**** Given records ****

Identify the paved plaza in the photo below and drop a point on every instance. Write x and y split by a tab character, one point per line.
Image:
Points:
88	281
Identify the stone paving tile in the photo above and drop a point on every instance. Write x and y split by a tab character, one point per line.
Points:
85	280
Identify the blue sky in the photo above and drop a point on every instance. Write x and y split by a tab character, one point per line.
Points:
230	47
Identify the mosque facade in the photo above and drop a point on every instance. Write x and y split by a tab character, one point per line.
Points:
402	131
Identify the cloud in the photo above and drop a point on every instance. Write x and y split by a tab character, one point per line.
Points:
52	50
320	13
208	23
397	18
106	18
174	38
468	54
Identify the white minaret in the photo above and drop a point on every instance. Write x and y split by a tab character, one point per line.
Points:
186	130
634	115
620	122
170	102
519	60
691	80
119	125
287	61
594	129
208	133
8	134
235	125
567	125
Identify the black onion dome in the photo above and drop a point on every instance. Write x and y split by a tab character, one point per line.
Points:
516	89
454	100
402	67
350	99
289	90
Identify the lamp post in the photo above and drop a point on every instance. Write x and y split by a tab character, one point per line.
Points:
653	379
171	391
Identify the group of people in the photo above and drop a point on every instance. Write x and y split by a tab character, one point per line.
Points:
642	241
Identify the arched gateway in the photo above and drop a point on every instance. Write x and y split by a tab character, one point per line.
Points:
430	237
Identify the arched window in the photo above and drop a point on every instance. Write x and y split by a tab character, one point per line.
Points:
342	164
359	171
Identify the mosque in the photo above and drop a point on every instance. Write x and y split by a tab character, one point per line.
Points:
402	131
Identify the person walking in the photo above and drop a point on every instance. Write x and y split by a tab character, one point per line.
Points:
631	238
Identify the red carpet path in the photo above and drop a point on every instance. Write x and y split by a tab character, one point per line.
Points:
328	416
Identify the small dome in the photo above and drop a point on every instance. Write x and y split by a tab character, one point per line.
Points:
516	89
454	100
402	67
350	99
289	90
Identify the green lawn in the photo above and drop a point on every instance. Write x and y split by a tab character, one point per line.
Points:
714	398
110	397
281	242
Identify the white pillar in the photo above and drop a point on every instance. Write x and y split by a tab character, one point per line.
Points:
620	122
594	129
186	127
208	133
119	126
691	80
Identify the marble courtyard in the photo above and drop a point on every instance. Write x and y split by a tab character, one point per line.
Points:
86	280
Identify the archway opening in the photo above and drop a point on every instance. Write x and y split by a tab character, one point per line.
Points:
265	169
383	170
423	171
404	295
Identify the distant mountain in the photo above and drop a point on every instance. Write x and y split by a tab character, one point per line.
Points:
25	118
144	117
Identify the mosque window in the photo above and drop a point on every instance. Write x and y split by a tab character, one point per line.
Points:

****

◆ Given instruction: From the listing above, reproduce all the lines exactly.

◆ Solution to the problem:
Identify the paved plaza in the photo below and drop a point on every instance. Write x and y split by a tab character, one point per line.
Image:
Points:
88	281
Identify the stone paving tile in the photo above and drop a point on every instance. Write x and y split by a tab character, one point per line.
Points:
85	280
Identify the blue sky in the photo above and drop a point on every instance. Write x and y split by a tab character, one point per line.
Points:
230	47
Identify the mosque facade in the photo above and drop a point on every instance. Write x and y split by a tab character, one point per line.
Points:
402	131
Identify the cloud in the photo above and drop a point on every instance. Write x and y split by a tab character, one point per line.
Points:
52	50
320	13
208	23
397	18
106	18
174	38
468	54
Identify the white minaret in the photo above and drop a point on every instance. Write x and y split by a tab character, one point per line.
Points:
186	130
634	115
620	122
170	102
519	60
691	80
119	125
287	61
594	129
208	133
8	134
235	125
567	125
Identify the black onion dome in the photo above and drop a point on every instance. Write x and y split by a tab character, one point per line.
Points:
516	89
454	100
402	67
350	99
289	90
Identify the lamp post in the photo above and drop a point on every instance. Write x and y split by a tab character, one point per line.
Points:
653	379
171	391
Identify the group of people in the photo above and drop a point on every instance. Write x and y split by a tab character, one point per line.
Points:
642	241
Identify the arched gateway in the photo above and drop a point on every instance. Write x and y split by a tab character, one point per line.
Points:
430	237
Identify the arched window in the photo above and drop a point on every instance. Write x and y split by a tab character, one point per line.
Points:
342	164
359	171
Identify the mosque in the photo above and drop a point on every instance. Write x and y split by a tab character, one point per line.
Points:
402	131
Identify the person walking in the photo above and drop a point on every instance. Write x and y split by a tab character, one point per line.
Points:
631	238
Identify the red carpet path in the photo above and drop a point on every instance. Write x and y split by a tab character, one point per line.
Points:
328	416
Identify the small dome in the photo above and drop a point on every instance. Write x and y split by a tab character, one point per line.
Points:
516	89
454	100
402	67
350	99
289	90
Identify the green lawn in the photo above and drop a point on every instance. Write x and y split by a tab character, one point per line.
Points:
714	398
110	397
281	242
Identify the white pillar in the photo above and drop a point on every instance. Write x and y split by a tab character, one point per line.
Points:
620	122
594	129
186	127
208	133
119	126
691	80
Identify the marble courtyard in the photo above and drop a point on every instance. Write x and y split by a tab character, one point per line.
Points:
86	280
Identify the archway opening in the photo above and drop a point on every instance. Write x and y split by a tab character, one point per line.
Points:
265	169
383	170
423	171
404	295
Identify the distant mountain in the photo above and drop a point on every instance. Write x and y split by a tab character, one point per line.
Points:
25	118
144	117
Identify the mosque window in the photo above and drop a point on every instance. Write x and y split by a tab character, one point per line.
Points:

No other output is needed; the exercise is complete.